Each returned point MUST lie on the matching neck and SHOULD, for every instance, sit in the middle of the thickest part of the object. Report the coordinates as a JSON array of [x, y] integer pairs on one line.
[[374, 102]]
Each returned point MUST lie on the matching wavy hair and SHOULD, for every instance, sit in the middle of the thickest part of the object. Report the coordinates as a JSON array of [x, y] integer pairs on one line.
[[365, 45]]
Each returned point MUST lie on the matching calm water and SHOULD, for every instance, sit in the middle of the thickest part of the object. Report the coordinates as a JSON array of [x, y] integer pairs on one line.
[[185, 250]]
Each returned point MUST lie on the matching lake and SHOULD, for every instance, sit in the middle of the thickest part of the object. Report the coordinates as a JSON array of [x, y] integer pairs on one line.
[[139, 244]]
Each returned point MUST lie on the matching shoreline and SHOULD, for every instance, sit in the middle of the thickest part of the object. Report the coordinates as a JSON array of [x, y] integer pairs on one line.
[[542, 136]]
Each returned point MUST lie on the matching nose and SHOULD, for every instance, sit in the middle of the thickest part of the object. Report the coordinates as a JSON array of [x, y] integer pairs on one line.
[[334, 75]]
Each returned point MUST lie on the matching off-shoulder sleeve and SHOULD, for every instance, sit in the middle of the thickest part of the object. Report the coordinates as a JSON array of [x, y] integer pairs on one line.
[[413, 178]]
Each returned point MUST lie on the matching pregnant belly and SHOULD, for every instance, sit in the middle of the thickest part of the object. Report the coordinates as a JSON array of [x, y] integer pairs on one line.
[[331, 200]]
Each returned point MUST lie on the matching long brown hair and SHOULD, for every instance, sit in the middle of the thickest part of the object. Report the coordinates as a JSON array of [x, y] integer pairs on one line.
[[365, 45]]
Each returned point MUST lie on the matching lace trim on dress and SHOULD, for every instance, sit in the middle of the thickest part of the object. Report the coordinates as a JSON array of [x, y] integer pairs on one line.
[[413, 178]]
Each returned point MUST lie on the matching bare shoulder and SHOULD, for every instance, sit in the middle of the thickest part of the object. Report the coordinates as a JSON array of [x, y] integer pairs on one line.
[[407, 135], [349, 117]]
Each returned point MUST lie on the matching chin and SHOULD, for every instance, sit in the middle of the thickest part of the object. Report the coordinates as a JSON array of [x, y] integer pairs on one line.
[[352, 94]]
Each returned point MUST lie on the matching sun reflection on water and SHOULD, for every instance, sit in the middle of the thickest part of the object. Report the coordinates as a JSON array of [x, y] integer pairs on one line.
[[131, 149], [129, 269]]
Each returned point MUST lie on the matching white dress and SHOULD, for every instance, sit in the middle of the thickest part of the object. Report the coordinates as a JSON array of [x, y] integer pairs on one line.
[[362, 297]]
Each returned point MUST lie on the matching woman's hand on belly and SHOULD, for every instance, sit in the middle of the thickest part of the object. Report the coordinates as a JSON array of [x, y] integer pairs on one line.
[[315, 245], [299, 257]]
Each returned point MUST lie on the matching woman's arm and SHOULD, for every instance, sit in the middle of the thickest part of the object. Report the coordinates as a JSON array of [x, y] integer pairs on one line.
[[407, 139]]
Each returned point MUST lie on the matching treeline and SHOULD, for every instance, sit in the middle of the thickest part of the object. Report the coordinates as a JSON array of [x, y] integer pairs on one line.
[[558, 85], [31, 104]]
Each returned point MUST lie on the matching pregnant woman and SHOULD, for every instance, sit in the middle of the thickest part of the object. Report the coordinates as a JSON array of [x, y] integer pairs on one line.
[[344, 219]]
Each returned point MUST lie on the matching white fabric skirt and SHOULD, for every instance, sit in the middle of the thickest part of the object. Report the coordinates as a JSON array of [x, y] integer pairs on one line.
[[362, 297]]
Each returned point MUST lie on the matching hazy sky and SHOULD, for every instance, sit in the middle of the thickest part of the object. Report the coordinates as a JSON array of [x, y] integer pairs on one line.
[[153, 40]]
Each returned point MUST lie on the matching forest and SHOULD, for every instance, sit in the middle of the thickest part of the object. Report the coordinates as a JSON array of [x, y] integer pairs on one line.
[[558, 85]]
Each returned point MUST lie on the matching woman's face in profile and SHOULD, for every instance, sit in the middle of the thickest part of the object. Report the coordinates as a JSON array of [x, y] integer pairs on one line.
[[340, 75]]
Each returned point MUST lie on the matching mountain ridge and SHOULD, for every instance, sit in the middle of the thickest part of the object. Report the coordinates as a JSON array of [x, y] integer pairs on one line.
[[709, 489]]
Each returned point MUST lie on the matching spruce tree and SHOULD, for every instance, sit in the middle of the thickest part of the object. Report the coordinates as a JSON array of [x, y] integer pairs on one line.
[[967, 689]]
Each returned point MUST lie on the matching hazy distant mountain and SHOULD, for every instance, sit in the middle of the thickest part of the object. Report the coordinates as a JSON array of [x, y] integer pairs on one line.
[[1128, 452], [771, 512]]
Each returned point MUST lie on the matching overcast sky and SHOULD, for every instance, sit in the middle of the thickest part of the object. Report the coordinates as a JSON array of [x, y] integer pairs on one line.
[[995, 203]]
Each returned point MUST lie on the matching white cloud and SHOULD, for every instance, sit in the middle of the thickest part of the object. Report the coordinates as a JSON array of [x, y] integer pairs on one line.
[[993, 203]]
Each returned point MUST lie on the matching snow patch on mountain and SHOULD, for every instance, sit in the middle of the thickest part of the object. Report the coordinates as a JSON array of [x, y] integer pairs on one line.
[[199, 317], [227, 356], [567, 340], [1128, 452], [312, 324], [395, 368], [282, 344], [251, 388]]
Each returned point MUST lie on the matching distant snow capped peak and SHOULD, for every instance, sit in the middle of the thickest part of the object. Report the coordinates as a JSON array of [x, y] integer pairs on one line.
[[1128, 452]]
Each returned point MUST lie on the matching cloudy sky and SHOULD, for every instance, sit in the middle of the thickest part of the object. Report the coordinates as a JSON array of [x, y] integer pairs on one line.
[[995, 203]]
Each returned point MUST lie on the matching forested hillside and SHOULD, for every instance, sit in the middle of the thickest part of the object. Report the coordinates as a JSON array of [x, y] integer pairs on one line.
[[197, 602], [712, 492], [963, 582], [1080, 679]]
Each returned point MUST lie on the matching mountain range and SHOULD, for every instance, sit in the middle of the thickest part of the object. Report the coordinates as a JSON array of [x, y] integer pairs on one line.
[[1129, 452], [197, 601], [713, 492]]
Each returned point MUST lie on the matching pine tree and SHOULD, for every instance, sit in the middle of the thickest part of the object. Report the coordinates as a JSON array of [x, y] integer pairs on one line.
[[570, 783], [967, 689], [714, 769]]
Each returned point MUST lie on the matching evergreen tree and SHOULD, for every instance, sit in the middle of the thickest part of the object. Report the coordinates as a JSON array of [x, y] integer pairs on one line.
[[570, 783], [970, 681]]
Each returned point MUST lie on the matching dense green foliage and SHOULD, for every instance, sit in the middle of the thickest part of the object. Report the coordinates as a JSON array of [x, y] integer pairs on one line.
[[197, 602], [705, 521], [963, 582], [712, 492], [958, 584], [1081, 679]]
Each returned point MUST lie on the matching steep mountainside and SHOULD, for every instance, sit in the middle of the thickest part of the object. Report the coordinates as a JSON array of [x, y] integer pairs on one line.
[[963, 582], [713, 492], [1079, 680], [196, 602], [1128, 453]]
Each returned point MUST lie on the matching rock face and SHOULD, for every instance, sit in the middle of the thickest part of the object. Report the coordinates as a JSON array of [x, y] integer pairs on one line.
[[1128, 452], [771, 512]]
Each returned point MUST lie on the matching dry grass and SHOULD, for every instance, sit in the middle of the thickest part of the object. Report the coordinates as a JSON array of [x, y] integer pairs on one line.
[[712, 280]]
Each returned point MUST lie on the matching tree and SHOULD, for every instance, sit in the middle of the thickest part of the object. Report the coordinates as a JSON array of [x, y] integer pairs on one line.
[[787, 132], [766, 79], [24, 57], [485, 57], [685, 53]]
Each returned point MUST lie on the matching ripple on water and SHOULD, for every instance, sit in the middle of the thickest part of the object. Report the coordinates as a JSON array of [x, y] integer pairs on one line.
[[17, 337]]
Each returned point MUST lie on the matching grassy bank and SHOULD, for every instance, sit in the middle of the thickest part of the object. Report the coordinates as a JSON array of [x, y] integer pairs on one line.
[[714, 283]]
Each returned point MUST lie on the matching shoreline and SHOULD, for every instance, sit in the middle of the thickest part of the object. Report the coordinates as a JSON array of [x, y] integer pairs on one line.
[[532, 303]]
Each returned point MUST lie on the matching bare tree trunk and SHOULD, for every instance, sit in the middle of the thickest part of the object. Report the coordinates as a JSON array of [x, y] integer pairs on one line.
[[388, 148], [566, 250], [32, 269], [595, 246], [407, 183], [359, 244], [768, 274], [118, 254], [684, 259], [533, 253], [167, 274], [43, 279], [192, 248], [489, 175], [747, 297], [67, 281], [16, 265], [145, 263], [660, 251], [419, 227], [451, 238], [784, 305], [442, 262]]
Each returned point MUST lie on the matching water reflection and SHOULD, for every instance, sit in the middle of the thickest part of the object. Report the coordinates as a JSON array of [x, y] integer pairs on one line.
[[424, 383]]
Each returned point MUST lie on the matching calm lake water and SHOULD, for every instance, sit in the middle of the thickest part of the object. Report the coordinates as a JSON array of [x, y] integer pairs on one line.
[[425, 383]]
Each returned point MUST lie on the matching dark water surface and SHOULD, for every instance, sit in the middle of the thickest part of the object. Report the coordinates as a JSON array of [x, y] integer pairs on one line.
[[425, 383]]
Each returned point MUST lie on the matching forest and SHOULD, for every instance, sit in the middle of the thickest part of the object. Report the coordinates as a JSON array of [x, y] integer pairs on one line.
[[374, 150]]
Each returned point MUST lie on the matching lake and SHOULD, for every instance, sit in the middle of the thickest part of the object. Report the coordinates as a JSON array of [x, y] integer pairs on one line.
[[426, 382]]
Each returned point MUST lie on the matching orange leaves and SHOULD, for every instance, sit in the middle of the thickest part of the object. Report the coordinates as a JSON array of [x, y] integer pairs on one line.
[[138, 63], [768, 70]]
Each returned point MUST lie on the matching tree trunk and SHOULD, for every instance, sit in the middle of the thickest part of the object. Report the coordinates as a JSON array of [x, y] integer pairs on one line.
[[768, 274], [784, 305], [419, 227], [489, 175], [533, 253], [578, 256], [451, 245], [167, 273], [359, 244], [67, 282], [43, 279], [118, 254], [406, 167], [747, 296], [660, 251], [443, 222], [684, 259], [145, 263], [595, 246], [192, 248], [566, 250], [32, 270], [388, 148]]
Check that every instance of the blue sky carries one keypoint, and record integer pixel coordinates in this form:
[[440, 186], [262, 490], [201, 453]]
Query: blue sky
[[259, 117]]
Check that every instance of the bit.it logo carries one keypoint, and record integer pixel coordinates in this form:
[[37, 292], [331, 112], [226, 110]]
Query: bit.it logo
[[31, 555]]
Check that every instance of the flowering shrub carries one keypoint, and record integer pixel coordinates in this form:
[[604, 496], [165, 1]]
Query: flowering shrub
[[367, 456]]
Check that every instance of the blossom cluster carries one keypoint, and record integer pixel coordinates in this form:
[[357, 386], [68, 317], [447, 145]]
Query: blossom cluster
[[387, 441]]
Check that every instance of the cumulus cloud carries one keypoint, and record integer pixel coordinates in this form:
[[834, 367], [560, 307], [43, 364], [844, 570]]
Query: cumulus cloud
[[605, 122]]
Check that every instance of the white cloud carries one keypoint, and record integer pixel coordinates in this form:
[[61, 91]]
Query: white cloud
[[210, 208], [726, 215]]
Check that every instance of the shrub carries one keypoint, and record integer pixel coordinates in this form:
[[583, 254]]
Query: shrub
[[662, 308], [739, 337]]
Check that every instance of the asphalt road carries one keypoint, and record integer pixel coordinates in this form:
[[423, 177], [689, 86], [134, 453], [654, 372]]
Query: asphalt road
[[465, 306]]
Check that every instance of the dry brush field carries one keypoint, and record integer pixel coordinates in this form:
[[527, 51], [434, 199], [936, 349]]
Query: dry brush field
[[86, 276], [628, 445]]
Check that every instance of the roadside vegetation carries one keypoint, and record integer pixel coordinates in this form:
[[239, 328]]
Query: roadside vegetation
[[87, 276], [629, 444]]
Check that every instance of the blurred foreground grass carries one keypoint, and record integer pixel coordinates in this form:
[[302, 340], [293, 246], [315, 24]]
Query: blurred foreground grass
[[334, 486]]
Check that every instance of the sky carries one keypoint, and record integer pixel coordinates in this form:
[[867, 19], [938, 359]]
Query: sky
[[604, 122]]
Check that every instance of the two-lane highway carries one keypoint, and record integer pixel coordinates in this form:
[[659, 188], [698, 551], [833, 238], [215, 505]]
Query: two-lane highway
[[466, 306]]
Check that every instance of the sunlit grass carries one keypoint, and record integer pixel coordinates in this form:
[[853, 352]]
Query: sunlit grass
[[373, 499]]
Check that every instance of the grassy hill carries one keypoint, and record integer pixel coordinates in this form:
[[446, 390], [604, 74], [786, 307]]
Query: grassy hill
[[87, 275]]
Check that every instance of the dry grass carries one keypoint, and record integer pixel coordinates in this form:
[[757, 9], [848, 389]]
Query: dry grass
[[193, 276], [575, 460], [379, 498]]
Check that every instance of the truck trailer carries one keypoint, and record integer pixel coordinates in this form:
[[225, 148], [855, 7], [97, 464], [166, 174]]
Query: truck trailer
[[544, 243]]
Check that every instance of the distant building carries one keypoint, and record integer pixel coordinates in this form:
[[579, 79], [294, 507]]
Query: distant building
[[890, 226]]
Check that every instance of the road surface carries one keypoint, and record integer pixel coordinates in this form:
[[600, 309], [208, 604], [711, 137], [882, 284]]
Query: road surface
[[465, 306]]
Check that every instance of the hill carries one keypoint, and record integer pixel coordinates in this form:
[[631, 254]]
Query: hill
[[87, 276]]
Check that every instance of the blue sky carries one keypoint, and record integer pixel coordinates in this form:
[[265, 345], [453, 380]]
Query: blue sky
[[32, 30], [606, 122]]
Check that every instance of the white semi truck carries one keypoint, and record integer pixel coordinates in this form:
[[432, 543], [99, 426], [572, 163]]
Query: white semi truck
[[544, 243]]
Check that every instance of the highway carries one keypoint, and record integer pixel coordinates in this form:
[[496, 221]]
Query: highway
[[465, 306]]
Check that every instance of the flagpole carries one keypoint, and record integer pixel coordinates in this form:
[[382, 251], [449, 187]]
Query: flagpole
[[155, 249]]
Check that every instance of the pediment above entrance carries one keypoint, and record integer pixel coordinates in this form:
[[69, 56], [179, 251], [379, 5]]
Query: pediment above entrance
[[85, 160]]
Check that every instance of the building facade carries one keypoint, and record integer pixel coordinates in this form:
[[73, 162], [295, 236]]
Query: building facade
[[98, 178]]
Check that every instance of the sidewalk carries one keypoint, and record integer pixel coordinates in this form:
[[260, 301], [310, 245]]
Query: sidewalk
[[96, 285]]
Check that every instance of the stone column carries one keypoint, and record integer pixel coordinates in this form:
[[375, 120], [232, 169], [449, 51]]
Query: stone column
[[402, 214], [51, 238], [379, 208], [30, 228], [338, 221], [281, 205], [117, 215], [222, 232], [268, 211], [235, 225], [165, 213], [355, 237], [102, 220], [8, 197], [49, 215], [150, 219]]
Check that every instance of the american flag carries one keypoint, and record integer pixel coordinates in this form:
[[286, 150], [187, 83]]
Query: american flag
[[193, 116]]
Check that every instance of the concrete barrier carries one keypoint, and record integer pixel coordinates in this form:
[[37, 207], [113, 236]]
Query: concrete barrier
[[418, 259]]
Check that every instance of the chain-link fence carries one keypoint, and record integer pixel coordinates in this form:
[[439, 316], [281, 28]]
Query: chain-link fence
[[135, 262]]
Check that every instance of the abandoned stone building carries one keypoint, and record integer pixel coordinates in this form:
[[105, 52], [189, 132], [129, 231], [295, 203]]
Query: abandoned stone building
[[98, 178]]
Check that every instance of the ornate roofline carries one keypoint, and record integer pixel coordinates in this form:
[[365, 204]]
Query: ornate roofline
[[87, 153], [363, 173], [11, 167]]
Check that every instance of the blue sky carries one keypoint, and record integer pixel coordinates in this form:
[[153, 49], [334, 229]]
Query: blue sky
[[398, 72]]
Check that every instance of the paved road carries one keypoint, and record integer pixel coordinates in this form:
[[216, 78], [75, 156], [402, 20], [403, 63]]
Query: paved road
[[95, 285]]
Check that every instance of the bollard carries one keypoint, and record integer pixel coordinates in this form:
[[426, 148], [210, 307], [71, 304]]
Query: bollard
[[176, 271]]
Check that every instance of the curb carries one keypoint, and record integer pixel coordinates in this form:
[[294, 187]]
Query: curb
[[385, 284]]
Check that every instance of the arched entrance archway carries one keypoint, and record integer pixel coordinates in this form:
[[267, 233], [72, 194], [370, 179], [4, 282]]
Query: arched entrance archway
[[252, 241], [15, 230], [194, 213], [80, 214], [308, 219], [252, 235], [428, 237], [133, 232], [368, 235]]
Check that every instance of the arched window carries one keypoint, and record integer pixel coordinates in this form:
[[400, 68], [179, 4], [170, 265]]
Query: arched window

▶ [Action item]: If a line in the material contains "window", show it.

▶ [Output of the exercise]:
Check that every instance of the arched window carries one keypoint, and record integer pixel coordinates in this form:
Query: arched window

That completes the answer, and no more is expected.